Источник
◆ ◆ ◆ ◆ ◆
Просим сообщить могущие быть у Вас сведения о голландском подданном инженере Адольфе Бернардовиче Баарсе.
Упоминаемый Бааре до отъезда за границу в ноябре с.г. служил в Сталинском комбинате «Югостали». Бааре числился членом ВКП со стажем с 1915 г… В случае наличия каких-либо анкет или его личного дела просим прислать копии таковых.[1727]’
Хотя ОГПУ объявило Баарса «взяточником и шпионом»[1728], вряд ли это соответствовало действительности, но жизнь в СССР превратила его в убежденного антикоммуниста, и своими впечатлениями о советских реалиях он поделился на страницах одной из либеральных газет, издававшихся в Роттердаме.[1729]
С 1931 г. Бааре работал в Нидерландском экономическом институте, а в 1934 г. снова развелся: на этот раз дочери остались с ним. Получив в 1937 г. степень доктора технических наук, Бааре служил в «Международном торговом консорциуме» (“Internationaal Handels Consortium”), по делам которого выезжал в длительные командировки в США и Мексику. В 1942 г. он, еврей, находился какое-то время в нацистской Германии, но, вернувшись на родину, в конце 1943 г. перешел на нелегальное положение. Арестованный и депортированный в Освенцим, инженер Бааре погиб там 6 марта 1944 г.[1730]
Еще один невозвращенец, Тадеуш Янович Махниковский (Machnikows-ki), родившийся в 1890 г. в Люблине, механик, бывший анархист, член РКП(б) с 1919 г., после гражданской войны трудился старшим инструк-тором Юго-Восточного промбюро ВСНХ[1731]. Рекомендуя его в июле 1925 г.
В.3.Турову, уполномоченный Наркомата по военным и морским делам при НКВТ К.А.Макошин писал:
Тов. Махниковский долго жил за границей, знает пять языков, знает моторное дело, имеет в этом 8-летний американский стаж, знает американский машиностроительный и моторный рынок и занимал также ответственные технические должности в России. Кроме того, он имеет большой подпольный и административный опыт.[1732]
Махниковский входил в правление смешанного общества «Аламерико» (“Allied American Corporation”), но конфликтовал с коллегой С.Г.Месхи, которого обвинял в злоупотреблениях и чуть ли не жульничестве, что подтвердить тогда, впрочем, не удалось.[1733] С сентября 1925 г. Махниковский служил также в «специальном» отделе «Амторга», выполняя секретные заказы военного ведомства и отвечая за покупку авиамоторов. Но, когда речь зашла о возвращении в Москву, он, как говорили на совещании в орграспреде ЦК в октябре 1927 г., «поехать в СССР отказался и открыл свою лавочку… Оказался просто сволочью».[1734] Кстати, непонятно, почему ОГПУ включило Махни-ковского в список «членов ВКП(б), отказавшихся ехать в СССР за период с 1 октября 1928 г.»?
◆ ◆ ◆ ◆ ◆
Записи набора данных
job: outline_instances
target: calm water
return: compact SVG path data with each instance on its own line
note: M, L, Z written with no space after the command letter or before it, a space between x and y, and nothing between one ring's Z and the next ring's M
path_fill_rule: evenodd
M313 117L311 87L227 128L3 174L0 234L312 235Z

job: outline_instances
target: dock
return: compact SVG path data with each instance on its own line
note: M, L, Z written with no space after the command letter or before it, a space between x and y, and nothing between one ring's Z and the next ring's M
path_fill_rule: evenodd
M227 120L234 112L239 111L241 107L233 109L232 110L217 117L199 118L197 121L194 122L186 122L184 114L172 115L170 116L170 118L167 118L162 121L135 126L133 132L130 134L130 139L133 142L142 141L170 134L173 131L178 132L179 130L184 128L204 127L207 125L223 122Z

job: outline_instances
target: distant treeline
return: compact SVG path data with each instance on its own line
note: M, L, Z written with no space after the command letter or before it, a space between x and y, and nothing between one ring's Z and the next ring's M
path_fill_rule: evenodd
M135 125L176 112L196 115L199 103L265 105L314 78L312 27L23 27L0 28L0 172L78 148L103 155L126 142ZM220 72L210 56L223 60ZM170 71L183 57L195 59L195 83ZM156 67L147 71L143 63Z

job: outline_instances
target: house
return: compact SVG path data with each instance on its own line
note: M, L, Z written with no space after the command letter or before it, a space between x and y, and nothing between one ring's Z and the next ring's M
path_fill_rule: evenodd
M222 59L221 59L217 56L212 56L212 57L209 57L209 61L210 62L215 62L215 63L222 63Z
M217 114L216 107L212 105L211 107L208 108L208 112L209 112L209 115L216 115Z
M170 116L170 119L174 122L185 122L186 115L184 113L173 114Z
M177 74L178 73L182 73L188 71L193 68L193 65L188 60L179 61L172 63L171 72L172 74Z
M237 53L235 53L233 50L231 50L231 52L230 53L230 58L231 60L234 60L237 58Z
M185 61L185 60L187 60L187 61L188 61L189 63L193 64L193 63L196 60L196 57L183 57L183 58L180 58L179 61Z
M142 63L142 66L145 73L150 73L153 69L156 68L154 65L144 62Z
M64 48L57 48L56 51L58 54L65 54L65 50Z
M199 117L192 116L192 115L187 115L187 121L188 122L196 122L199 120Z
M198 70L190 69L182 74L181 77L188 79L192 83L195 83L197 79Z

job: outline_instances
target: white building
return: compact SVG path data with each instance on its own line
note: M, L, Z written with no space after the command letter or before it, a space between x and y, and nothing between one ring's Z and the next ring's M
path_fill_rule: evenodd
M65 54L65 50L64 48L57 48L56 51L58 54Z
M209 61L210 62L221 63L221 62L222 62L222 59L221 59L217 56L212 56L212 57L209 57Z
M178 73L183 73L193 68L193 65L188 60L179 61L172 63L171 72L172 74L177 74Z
◆ ◆ ◆ ◆ ◆
Условия задания
Проверьте, согласуются ли с текстом три утверждения: (а) Баарс погиб в Освенциме в 1944 году; (б) Махниковский родился в Варшаве; (в) Махниковский знал три языка. На каждое ответьте «да» или «нет» и дословно приведите решающие слова текста. Отвечайте, опираясь только на текст.

Итог задания
(а) Да: «Арестованный и депортированный в Освенцим, инженер Бааре погиб там 6 марта 1944 г.»
(б) Нет: «родившийся в 1890 г. в Люблине».
(в) Нет: «знает пять языков».